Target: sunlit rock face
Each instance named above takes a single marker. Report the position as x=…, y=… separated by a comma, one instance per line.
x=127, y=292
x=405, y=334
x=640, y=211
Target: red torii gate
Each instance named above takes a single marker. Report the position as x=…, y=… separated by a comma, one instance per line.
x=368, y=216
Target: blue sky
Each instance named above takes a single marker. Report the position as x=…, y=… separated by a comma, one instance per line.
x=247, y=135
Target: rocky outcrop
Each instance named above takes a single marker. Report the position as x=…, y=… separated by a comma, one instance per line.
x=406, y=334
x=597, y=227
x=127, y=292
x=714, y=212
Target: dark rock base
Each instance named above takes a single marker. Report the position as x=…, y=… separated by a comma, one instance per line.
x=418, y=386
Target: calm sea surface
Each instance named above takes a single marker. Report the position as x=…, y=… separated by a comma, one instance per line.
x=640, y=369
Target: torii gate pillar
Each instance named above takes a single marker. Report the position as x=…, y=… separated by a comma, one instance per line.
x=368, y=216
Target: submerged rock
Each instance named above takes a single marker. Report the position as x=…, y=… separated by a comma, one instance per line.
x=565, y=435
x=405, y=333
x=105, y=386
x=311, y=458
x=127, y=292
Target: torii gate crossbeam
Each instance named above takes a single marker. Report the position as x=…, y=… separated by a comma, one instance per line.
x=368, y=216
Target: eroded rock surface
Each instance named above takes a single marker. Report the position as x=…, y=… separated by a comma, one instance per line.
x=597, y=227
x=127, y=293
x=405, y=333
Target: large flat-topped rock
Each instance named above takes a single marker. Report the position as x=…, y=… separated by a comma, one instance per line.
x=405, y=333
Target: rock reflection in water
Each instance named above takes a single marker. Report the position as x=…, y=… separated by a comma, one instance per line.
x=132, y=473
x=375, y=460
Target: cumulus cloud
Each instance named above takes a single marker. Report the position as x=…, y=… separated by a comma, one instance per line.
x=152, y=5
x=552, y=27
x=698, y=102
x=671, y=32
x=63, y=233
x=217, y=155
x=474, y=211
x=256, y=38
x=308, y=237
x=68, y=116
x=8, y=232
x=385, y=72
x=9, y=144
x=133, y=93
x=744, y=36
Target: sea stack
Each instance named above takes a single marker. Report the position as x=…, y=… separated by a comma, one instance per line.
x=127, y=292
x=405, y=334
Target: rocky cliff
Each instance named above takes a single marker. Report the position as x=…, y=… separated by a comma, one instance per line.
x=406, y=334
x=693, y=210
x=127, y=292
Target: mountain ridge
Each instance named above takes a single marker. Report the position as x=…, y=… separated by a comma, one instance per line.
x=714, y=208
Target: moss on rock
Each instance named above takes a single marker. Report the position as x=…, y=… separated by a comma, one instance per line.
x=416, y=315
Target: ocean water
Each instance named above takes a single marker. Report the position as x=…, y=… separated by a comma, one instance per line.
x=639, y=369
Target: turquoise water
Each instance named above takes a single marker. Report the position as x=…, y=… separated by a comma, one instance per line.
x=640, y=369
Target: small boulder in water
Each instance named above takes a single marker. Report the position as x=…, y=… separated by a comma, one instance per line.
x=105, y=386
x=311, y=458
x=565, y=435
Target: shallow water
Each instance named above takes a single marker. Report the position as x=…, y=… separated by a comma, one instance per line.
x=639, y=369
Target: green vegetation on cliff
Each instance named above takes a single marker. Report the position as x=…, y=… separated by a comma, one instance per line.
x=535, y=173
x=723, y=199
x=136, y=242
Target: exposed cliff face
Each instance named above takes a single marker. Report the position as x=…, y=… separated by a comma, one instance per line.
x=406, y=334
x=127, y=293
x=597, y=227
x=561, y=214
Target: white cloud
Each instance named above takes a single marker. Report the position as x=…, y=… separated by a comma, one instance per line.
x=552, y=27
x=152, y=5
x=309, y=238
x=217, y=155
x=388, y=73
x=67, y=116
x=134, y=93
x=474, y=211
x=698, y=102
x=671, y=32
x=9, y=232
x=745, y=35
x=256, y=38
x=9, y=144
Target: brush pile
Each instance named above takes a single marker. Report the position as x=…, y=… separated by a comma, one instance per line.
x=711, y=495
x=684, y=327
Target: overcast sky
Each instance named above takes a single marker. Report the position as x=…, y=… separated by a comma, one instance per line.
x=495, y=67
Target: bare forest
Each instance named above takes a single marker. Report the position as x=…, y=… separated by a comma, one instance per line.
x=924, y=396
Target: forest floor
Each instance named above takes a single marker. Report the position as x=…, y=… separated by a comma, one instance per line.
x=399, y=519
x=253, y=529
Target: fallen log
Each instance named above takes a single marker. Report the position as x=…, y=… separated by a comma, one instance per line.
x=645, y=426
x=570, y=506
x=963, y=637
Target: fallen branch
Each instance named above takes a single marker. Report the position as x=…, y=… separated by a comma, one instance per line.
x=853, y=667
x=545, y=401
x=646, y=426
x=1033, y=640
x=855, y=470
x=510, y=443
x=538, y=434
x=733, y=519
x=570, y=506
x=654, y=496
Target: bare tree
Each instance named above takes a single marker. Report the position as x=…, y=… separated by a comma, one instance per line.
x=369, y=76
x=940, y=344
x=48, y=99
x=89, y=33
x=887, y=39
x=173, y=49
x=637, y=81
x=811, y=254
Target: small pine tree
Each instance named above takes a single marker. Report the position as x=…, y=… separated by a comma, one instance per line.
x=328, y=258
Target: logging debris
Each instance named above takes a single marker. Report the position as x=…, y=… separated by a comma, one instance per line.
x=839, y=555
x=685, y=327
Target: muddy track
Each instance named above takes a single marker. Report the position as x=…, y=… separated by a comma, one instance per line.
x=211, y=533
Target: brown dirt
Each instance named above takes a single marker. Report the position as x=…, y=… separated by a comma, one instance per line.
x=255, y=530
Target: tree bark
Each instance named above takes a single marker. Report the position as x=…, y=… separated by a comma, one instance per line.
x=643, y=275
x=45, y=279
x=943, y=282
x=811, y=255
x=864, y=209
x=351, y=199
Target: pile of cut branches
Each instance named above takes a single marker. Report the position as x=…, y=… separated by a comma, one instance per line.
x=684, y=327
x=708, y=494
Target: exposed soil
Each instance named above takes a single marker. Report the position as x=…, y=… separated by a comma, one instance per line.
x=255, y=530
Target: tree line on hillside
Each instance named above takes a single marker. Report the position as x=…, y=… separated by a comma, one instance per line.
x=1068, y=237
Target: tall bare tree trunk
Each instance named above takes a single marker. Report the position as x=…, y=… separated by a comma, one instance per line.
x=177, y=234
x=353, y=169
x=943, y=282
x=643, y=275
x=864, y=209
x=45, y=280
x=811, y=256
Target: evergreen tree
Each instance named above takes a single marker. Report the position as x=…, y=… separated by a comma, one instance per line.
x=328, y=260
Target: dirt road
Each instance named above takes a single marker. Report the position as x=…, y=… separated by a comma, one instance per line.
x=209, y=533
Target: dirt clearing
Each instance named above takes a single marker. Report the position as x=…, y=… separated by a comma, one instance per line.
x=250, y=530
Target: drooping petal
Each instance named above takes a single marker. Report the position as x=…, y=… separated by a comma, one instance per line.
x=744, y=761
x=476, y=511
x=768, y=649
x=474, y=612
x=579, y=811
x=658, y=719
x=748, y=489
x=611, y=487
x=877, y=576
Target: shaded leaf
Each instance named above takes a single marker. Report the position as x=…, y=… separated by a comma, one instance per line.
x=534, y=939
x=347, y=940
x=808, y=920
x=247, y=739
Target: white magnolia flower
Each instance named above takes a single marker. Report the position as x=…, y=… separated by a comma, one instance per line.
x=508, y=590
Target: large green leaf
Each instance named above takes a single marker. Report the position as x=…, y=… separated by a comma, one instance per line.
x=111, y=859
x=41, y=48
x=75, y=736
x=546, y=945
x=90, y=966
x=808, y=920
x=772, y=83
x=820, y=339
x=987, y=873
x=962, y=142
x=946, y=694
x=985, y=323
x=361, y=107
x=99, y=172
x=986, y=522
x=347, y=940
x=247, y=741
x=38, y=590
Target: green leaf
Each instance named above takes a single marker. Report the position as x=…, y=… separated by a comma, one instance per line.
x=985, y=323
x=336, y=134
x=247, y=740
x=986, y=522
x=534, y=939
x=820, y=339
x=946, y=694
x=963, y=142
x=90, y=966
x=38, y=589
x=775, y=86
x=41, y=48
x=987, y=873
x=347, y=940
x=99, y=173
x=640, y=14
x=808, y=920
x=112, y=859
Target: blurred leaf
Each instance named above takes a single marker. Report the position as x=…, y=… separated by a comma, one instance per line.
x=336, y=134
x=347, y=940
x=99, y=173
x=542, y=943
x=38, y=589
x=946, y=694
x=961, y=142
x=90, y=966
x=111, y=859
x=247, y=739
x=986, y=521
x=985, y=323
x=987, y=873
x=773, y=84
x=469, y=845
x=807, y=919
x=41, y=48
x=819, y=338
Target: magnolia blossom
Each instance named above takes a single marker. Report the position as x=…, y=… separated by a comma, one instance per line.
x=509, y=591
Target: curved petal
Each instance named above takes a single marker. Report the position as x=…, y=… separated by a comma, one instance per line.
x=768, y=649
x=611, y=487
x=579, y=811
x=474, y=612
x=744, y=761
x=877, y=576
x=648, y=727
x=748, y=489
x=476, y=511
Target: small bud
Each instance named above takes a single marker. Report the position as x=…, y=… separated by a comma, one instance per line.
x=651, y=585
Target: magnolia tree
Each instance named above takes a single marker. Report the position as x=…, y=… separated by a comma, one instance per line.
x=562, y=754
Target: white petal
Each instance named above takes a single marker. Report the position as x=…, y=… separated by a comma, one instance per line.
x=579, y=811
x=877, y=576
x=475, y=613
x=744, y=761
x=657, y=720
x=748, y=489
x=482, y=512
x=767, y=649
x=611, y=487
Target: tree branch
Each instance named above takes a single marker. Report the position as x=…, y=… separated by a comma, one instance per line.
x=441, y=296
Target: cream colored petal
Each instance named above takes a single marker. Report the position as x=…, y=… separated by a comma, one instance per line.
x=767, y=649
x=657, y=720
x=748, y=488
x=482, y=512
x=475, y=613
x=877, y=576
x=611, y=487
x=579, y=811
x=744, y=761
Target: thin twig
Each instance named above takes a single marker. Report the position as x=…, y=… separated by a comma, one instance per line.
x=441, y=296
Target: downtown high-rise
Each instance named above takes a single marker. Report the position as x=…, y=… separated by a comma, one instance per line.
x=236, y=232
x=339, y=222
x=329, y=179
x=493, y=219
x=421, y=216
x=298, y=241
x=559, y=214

◇ ◇ ◇ ◇ ◇ ◇ ◇

THE PROBLEM: Nothing but the lines from the start of the data through the line holding "Target: rocky outcrop" should be restated, and each one exactly.

RESPONSE BELOW:
Target: sunlit rock face
Each instance named above takes a single marker. Report the position as x=…, y=… separated by a comma, one instance per line.
x=127, y=292
x=405, y=334
x=640, y=211
Target: red torii gate
Each instance named above takes a single marker. Report the position as x=…, y=… separated by a comma, one instance per line.
x=368, y=216
Target: blue sky
Each instance named above takes a single marker. Report the position as x=…, y=… separated by a comma, one instance per line.
x=247, y=135
Target: rocky outcrop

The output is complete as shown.